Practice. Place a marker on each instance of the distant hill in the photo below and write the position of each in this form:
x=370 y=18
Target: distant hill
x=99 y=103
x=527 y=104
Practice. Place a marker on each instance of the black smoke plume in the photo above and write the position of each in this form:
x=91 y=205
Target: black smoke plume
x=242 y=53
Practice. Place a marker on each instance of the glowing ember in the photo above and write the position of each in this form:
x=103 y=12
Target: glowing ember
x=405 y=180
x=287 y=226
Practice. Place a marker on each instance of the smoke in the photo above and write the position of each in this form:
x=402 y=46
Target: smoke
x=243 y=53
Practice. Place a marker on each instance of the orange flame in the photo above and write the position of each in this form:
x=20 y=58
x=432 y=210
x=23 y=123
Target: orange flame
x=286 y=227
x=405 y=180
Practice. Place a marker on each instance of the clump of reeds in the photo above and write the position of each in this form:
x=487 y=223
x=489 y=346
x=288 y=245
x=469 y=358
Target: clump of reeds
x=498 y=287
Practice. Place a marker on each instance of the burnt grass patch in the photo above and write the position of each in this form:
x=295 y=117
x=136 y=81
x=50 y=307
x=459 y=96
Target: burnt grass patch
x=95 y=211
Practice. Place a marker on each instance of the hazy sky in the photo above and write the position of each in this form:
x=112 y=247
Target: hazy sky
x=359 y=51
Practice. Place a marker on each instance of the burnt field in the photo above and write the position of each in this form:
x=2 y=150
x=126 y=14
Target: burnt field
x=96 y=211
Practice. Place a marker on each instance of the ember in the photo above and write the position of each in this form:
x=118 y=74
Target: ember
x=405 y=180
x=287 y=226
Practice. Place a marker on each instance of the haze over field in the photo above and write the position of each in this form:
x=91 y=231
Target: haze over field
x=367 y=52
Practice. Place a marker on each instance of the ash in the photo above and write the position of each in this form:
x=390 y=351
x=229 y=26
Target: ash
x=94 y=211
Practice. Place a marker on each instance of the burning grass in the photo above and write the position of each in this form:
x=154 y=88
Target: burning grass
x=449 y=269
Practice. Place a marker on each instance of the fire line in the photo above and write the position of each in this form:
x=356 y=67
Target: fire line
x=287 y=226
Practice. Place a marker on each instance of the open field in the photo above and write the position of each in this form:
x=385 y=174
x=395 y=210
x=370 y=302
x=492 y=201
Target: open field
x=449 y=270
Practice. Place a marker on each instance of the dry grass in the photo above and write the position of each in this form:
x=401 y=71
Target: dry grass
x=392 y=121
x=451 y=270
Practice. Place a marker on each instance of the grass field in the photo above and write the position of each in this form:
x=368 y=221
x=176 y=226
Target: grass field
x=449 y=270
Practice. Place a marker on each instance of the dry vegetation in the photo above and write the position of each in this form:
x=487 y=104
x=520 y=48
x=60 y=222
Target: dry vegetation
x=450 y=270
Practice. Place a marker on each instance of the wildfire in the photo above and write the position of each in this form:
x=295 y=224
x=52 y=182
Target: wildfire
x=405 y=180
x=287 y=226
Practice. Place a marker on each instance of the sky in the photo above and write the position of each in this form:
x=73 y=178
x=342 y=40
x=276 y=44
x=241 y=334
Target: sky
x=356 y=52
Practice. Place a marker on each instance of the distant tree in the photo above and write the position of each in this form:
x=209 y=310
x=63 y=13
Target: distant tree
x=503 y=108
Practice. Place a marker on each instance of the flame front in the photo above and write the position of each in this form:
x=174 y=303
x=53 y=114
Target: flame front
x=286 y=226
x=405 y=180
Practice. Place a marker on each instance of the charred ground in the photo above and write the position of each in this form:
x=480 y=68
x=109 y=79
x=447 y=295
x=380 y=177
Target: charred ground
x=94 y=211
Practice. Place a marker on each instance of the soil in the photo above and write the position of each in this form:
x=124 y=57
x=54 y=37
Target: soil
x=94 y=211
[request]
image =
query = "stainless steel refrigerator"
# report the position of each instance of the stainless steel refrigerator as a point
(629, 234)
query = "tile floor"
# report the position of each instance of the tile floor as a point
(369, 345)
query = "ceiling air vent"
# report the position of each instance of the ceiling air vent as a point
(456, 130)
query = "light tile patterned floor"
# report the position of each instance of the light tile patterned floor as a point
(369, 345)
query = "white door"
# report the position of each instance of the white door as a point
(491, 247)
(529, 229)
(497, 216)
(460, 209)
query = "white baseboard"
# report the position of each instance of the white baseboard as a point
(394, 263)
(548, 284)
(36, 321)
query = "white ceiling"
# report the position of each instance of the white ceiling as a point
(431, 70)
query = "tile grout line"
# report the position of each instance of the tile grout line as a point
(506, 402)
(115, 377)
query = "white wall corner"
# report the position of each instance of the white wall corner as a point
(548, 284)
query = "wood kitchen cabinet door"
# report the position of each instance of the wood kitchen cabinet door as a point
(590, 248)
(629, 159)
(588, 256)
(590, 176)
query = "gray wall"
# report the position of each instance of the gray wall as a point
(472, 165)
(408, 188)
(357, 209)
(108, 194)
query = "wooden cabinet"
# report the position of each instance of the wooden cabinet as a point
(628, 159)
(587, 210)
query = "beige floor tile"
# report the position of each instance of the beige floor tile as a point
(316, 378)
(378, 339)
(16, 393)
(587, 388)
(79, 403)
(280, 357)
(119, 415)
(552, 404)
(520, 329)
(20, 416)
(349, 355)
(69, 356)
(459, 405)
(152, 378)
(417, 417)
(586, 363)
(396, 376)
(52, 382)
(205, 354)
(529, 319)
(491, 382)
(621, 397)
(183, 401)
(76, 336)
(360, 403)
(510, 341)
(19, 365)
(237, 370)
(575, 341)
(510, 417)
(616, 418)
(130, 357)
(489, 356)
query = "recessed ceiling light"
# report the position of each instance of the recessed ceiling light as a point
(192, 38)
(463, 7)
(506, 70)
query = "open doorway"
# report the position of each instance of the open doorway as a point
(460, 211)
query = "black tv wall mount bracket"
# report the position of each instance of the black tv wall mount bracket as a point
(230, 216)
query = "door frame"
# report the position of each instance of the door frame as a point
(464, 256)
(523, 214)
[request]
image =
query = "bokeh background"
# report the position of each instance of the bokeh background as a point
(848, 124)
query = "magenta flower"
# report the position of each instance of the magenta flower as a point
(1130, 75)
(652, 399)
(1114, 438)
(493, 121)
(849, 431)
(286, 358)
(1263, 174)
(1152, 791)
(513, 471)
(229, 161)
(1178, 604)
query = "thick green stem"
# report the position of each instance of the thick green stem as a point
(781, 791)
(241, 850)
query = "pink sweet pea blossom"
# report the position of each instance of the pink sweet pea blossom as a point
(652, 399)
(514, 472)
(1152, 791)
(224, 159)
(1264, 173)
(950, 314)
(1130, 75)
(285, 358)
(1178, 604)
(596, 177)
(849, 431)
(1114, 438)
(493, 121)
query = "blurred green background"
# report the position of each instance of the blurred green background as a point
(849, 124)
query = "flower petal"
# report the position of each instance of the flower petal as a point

--*--

Provide a verbatim copy of all the entries.

Practice. Place a marker on each instance of the distant hill in the photo below and write the position of each in this form:
x=370 y=18
Target: distant hill
x=99 y=103
x=527 y=104
Practice. Place a marker on each instance of the black smoke plume in the photo above and write the position of each in this form:
x=91 y=205
Target: black smoke plume
x=242 y=53
Practice. Place a marker on each instance of the glowing ember in the photo above and write the position of each in this form:
x=103 y=12
Target: glowing ember
x=405 y=180
x=287 y=226
Practice. Place a marker on each instance of the smoke in the photo above and write the position of each in this form:
x=402 y=46
Target: smoke
x=243 y=53
Practice. Place a marker on each instance of the orange flame in the photo above and write the position of each in this form:
x=20 y=58
x=432 y=210
x=23 y=123
Target: orange flame
x=286 y=227
x=405 y=180
Practice. Place a marker on each instance of the clump of reeds in the photo above and write the position of each in this form:
x=487 y=223
x=489 y=346
x=288 y=245
x=469 y=358
Target: clump of reeds
x=498 y=287
Practice. Place a marker on each instance of the burnt grass patch in the photo above and write the position of each in this form:
x=295 y=117
x=136 y=81
x=50 y=307
x=459 y=96
Target: burnt grass patch
x=95 y=211
Practice. Place a marker on each instance of the hazy sky in the photo above and write the position of each in this form:
x=112 y=247
Target: hazy sky
x=359 y=51
Practice. Place a marker on each instance of the burnt field in the photo above and write the position of each in this form:
x=2 y=150
x=126 y=14
Target: burnt field
x=96 y=211
Practice. Place a marker on each instance of the ember in the photo above and write the position of each in this form:
x=118 y=74
Target: ember
x=405 y=180
x=287 y=226
Practice. Place a marker on each instance of the haze over field in the photo above and write the position of each in this form:
x=91 y=231
Target: haze over field
x=367 y=52
Practice. Place a marker on each instance of the ash in the photo above and write the position of each in this form:
x=390 y=351
x=229 y=26
Target: ash
x=94 y=211
Practice. Place a marker on each instance of the burning grass in the photo above and write the position of each in this form:
x=154 y=88
Target: burning grass
x=449 y=269
Practice. Place a marker on each instance of the fire line in the photo above and write the position of each in this form:
x=356 y=67
Target: fire line
x=287 y=226
Practice. Place a marker on each instance of the open field in the photo above and write the position of each in this form:
x=385 y=174
x=395 y=210
x=370 y=302
x=492 y=201
Target: open field
x=449 y=270
Practice. Place a marker on each instance of the dry grass in the photo above and write the position of each in this form:
x=401 y=71
Target: dry grass
x=392 y=121
x=451 y=270
Practice. Place a marker on each instance of the grass field in the photo above and write the position of each in this form:
x=368 y=221
x=176 y=226
Target: grass field
x=449 y=270
Practice. Place a marker on each instance of the dry vegetation in the photo above and write the position of each in this form:
x=487 y=104
x=520 y=48
x=60 y=222
Target: dry vegetation
x=450 y=270
Practice. Place a marker on each instance of the wildfire in the photo above and write the position of each in this form:
x=295 y=224
x=52 y=182
Target: wildfire
x=405 y=180
x=287 y=226
Practice. Place a marker on each instance of the sky in the photo above and write the position of each in this form:
x=73 y=178
x=342 y=40
x=276 y=44
x=241 y=334
Target: sky
x=356 y=52
Practice. Place a marker on each instance of the distant tree in the photo above and write the position of each in this form:
x=209 y=310
x=63 y=13
Target: distant tree
x=503 y=108
Practice. Place a marker on each instance of the flame front in the photo above and write the position of each in this form:
x=174 y=303
x=53 y=114
Target: flame front
x=286 y=226
x=405 y=180
Practice. Place a marker on each instance of the charred ground in the photo above and write the position of each in this form:
x=480 y=68
x=109 y=79
x=447 y=295
x=380 y=177
Target: charred ground
x=94 y=211
Practice. Place a marker on each instance of the soil in the photo above and write the position of each in this form:
x=124 y=57
x=54 y=37
Target: soil
x=94 y=211
[request]
image =
query = "stainless steel refrigerator"
# report the position of each instance of the stainless steel refrigerator as a point
(629, 234)
query = "tile floor"
# report the position of each instance of the tile floor as a point
(369, 345)
query = "ceiling air vent"
# report the position of each instance of the ceiling air vent as a point
(456, 130)
query = "light tile patterned floor"
# report the position of each instance of the light tile patterned floor as a point
(369, 345)
query = "white door"
# report the position of each instance of the white door as a point
(491, 247)
(529, 229)
(497, 216)
(460, 209)
query = "white baseboard"
# report the position of each instance of the white baseboard as a point
(394, 263)
(548, 284)
(36, 321)
query = "white ceiling"
# report the position of each instance of the white ceiling as a point
(431, 70)
query = "tile grout line"
# report the position of each instance of the tile grout line as a point
(506, 402)
(115, 377)
query = "white wall corner"
# report the position of each instance of the white wall corner as a point
(548, 284)
query = "wood kitchen cabinet door"
# report the position of each instance of the wood kitchen cabinet door as a point
(590, 248)
(629, 159)
(588, 256)
(590, 176)
query = "gray wall"
# report the position of each instance of the gray wall as a point
(472, 165)
(408, 188)
(357, 209)
(108, 194)
query = "wooden cabinet"
# report the position of each instance of the wooden cabinet as a point
(628, 159)
(587, 210)
query = "beige floor tile"
# report the position of each instance of the beige floor tile as a point
(316, 378)
(378, 339)
(16, 393)
(587, 388)
(79, 403)
(280, 357)
(119, 415)
(552, 404)
(520, 329)
(20, 416)
(349, 355)
(69, 356)
(459, 405)
(152, 378)
(417, 417)
(586, 363)
(396, 376)
(52, 382)
(205, 354)
(529, 319)
(491, 382)
(621, 397)
(183, 401)
(76, 336)
(360, 403)
(510, 341)
(19, 365)
(237, 370)
(575, 341)
(510, 417)
(616, 418)
(130, 357)
(489, 356)
query = "recessed ceiling light"
# report the position of each instance of the recessed ceiling light as a point
(192, 38)
(463, 7)
(506, 70)
query = "open doorway"
# report the position of each instance of the open doorway as a point
(460, 211)
query = "black tv wall mount bracket"
# report the position of each instance of the black tv wall mount bracket as a point
(230, 216)
query = "door frame"
# report the position of each instance of the door frame as a point
(464, 256)
(523, 214)
[request]
image =
query = "bokeh background"
# report the position of each instance of the bokeh background as a point
(848, 124)
query = "magenta flower"
# report the position of each instance of the magenta flower as a point
(1130, 75)
(652, 399)
(1114, 438)
(493, 121)
(849, 431)
(286, 358)
(1263, 174)
(1152, 791)
(513, 471)
(229, 161)
(1178, 604)
query = "thick green stem"
# report the position of each instance of the thick green stem as a point
(781, 791)
(241, 850)
query = "pink sweet pea blossom"
# report the position of each instance of the pink sweet pea blossom as a point
(652, 399)
(514, 472)
(1152, 791)
(224, 159)
(1264, 173)
(950, 314)
(1130, 75)
(285, 358)
(1178, 604)
(596, 177)
(849, 431)
(1114, 438)
(493, 121)
query = "blurred green background"
# report the position of each instance of the blurred green background as a point
(849, 124)
query = "flower petal"
# report the position of each instance of the flower petal as a point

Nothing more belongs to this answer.